• **Reading text**

No idea though which ones are now in general recommended to achieve either optimal predictive performance or optimal variable selection consistency for either the n>p or p>n setting... Myself I use for n > p AIC & BIC when I am interested in optimal predictive performance (as optimising AIC asymptotically is equivalent to minimising leave one out cross validation error, Stone M. (1977) An asymptotic equivalence of choice of model by cross-validation and Akaike’s criterion. Journal of the Royal Statistical Society Series B. 39, 44–7) and optimal variable selection consistency (Shao J. (1997) An asymptotic theory for linear model selection. Statistica Sinica 7, 221-242.), respectively, and for p > n I was using mBIC for variable selection (with c=4, following Frommlet & Nuel) - but not sure what's best to get optimal predictive performance when p >> n. What IC do you find generally perform best for either purpose? Some of the IC also have a hyperparameter related to the actual nr of variables that you think have nonzero coefficients, which also makes sense.
Maybe an easy way to support any of these IC could be to allow for some argument ic.factor
, which the user could set in function of the true p & n of the original problem him/herself & any other hyperparrameters. So that if you would pass 2 or log(n) or log(n * (p ^ 2) / 16) that it would correspond to AIC, BIC or mBIC etc? Maybe that could be used instead of argument ic.scale
, which I find a little ambiguous in terms of what exactly it does. So that would address both the support of other alternative IC as well as allowing passing the correct penalization in case the variables have already been subsetting via another method.

• **Problem 1**
How many lines in the rows below contain the string "covered"? Reply with only the number.

• **Rows from a dataset**
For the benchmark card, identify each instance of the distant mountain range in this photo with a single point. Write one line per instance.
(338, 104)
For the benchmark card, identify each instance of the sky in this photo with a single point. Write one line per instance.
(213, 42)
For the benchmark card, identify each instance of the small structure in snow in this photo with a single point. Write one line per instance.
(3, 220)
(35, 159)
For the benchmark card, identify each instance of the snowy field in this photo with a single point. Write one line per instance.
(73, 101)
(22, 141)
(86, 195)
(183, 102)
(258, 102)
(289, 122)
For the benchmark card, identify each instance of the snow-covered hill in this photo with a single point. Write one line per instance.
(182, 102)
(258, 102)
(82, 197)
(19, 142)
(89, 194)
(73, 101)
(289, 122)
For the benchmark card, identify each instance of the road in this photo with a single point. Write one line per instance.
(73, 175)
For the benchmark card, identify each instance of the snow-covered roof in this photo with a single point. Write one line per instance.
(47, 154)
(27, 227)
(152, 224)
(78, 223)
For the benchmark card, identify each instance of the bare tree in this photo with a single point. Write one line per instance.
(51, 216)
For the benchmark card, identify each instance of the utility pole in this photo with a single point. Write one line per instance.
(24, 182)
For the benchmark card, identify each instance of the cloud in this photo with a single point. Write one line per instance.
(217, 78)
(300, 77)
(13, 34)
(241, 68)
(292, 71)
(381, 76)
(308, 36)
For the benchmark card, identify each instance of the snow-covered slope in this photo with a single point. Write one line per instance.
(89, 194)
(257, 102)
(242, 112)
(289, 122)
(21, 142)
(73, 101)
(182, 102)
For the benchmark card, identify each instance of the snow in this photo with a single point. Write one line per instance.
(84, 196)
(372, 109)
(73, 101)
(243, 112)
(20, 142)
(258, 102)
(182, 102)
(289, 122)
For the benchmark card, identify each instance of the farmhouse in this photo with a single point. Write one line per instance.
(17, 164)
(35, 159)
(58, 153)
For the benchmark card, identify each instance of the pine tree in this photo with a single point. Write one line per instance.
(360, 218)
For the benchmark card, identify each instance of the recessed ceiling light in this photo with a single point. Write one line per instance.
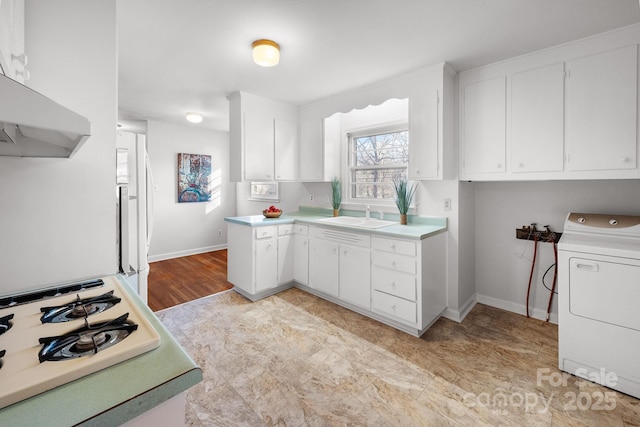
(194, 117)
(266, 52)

• **Problem 2**
Quote the entire forum post on information criteria above, word for word.

• **Exercise response 1**
3

• **Exercise response 2**
No idea though which ones are now in general recommended to achieve either optimal predictive performance or optimal variable selection consistency for either the n>p or p>n setting... Myself I use for n > p AIC & BIC when I am interested in optimal predictive performance (as optimising AIC asymptotically is equivalent to minimising leave one out cross validation error, Stone M. (1977) An asymptotic equivalence of choice of model by cross-validation and Akaike’s criterion. Journal of the Royal Statistical Society Series B. 39, 44–7) and optimal variable selection consistency (Shao J. (1997) An asymptotic theory for linear model selection. Statistica Sinica 7, 221-242.), respectively, and for p > n I was using mBIC for variable selection (with c=4, following Frommlet & Nuel) - but not sure what's best to get optimal predictive performance when p >> n. What IC do you find generally perform best for either purpose? Some of the IC also have a hyperparameter related to the actual nr of variables that you think have nonzero coefficients, which also makes sense.
Maybe an easy way to support any of these IC could be to allow for some argument ic.factor
, which the user could set in function of the true p & n of the original problem him/herself & any other hyperparrameters. So that if you would pass 2 or log(n) or log(n * (p ^ 2) / 16) that it would correspond to AIC, BIC or mBIC etc? Maybe that could be used instead of argument ic.scale
, which I find a little ambiguous in terms of what exactly it does. So that would address both the support of other alternative IC as well as allowing passing the correct penalization in case the variables have already been subsetting via another method.